Trump’s petulant and blatantly racist policies are symptoms of the ongoing American backlash against the social advances of the late 20th century. As white Americans become a minority, as women continue to make strides toward gender equality and have the audacity to stand up to sexual harassment and assault, the white male power structure has shown — over and over — that it will resist with everything it’s got. You think you control your own body, ladies? Think again!
Many of us naively thought the 2008 election of the first Black president signaled a sea change in white Americans’ attitudes about race, but that was far too cheery a view.
It was only in 2020 that George Floyd was murdered by Minneapolis Police Officer Derek Chauvin, unleashing a tidal wave of protests against police brutality and corrosive racism. That led more corporations and other institutions to embrace policies designed to advance the careers of qualified people who might have otherwise been overlooked.

::::::

TASK A: Name every person the commentary on backlash against social progress refers to by name.
TASK B: Extend the commentary on backlash against social progress with a few sentences that pick up after its final line.
The items that come after the commentary are separate material and have nothing to do with it.

STUDY MATERIAL:
::::::

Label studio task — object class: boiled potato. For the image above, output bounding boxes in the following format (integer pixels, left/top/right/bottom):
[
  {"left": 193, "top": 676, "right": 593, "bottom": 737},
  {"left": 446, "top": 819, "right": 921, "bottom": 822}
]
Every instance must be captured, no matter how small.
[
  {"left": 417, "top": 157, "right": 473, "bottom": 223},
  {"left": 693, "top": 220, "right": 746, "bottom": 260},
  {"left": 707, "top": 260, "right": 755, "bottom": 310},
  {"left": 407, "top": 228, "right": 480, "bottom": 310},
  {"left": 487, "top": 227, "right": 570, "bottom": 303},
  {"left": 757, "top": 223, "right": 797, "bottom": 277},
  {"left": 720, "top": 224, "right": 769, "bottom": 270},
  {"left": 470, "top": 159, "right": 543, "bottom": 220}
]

::::::

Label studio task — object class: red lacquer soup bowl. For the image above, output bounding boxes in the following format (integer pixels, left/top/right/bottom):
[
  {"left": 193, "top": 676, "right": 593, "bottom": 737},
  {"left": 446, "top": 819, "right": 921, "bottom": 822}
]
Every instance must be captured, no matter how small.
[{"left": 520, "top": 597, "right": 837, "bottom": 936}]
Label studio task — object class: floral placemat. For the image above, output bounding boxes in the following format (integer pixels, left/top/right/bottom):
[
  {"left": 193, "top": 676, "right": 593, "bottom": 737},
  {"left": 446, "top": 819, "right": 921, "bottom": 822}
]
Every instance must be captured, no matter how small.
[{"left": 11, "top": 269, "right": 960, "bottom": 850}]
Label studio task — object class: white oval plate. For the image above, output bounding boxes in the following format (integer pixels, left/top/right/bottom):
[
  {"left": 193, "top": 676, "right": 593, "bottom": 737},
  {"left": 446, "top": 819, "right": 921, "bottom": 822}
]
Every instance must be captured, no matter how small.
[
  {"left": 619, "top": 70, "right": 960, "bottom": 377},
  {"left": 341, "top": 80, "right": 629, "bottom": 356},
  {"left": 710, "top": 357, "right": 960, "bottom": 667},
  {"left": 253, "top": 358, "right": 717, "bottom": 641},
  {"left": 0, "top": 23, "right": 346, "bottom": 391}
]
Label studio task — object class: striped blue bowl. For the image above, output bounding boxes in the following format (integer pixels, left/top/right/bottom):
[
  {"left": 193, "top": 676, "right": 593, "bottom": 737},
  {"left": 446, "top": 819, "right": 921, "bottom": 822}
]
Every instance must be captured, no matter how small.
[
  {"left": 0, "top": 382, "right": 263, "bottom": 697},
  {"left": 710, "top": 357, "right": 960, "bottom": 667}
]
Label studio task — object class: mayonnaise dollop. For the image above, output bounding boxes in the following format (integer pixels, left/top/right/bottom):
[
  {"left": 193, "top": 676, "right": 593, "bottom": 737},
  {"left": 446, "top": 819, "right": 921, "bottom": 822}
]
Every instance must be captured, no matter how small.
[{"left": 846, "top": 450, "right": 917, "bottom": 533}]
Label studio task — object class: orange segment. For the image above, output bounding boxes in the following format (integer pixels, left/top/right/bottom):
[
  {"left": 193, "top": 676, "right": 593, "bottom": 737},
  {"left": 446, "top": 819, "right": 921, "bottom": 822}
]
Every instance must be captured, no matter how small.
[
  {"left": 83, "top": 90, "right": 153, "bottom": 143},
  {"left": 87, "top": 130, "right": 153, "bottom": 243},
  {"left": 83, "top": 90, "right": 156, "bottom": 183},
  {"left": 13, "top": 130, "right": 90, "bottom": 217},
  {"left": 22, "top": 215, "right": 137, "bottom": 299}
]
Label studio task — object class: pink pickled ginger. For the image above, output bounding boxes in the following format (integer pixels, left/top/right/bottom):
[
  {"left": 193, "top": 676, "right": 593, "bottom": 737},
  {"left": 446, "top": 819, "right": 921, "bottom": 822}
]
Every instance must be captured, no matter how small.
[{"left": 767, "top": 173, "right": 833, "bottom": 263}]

::::::

ANSWER SECTION A: Trump, George Floyd, Derek Chauvin

ANSWER SECTION B:
And yet it took less than five years — and the second election of our Racist in Chief — for the forces of white supremacy to engineer a course correction and reverse the goodwill efforts borne of the most dramatic public lynching in modern American history.
Don’t believe me? The conservative podcaster Ben Shapiro has called for Chauvin to be pardoned. (“Something to think about,” posted the execrable Elon Musk.)
In the same racist vein, a Republican congressman from Georgia introduced a bill to withhold federal funding from the administration of Washington, D.C., Mayor Muriel Bowser unless she agrees to remove the famous “Black Lives Matter” mural on a street near the White House. Last week, Bowser said she would remove it because “we can’t afford to be distracted by meaningless congressional interference. The devastating impacts of the federal job cuts must be our No. 1 concern.”
Making America great again for white people is such an integral part of the Trump agenda that only hours after he was sworn in, he signed an executive order banning DEI programs in the federal government. His order also directs federal agencies to develop plans to thwart DEI initiatives in the private sector and universities.
“It’s a marked attempt to chill DEI initiatives … placing them in the crosshairs of the federal government such that even if conducted lawfully, private employers may be forced to respond to federal probes,” the Associated Press reported.
The spineless executives of Pepsi, Google, Goldman Sachs, Target, Facebook, Amazon, McDonald’s and Walmart, among others, could not comply fast enough. All have signaled that they will backtrack on or end their DEI programs.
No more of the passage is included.